━━━ Testo da leggere

In Kazakistan stiamo assistendo alle prove generali per l’intervento di Putin in Bielorussia (e Ucraina)

L’alleanza mobilitata nel paese asiatico serve a a Mosca soprattutto a ovest. In difesa del dittatore Lukashenko e degli interessi in Europa

Il paesaggio del Kazakistan d’inverno, con la neve, i grigi del cielo, le brume e il colore scuro delle divise dei soldati e dei carri armati, rimanda a un’altra epoca, a Budapest, a Praga. Ma non si tratta solo di bianco e nero dominanti, non è solo assonanza cromatica con un tempo che fu e che è ancora. Ci sono le immagini e ci sono le parole. La richiesta di aiuto ai Paesi “fratelli”, la sommossa supposta di popolo guidata da “terroristi stranieri”, la repressione sanguinosa con centinaia di morti per riportare l’ordine, la censura a qualunque media non sia di regime. Sì, è l’aggiornamento al Ventunesimo secolo della Guerra Fredda, una distopia da ritorno al futuro, grosso modo negli stessi luoghi.

━━━━━━
━━━ Contenuto del dataset

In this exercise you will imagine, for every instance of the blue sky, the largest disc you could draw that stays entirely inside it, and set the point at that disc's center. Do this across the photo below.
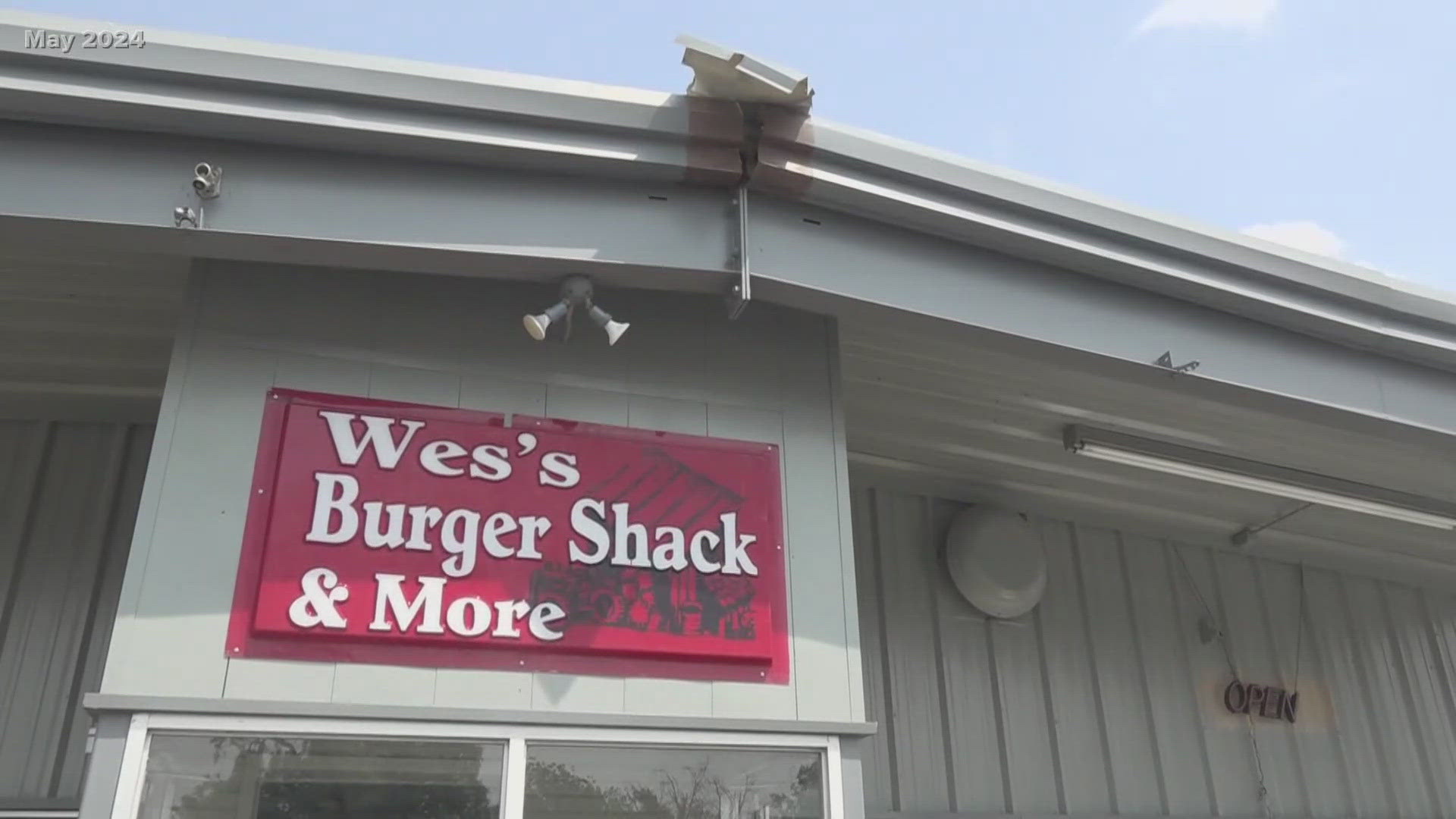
(1327, 124)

━━━━━━

Quali città vengono nominate nel testo sul Kazakistan? Elencale tutte.

▶ Risposta completa: Mosca, Budapest, Praga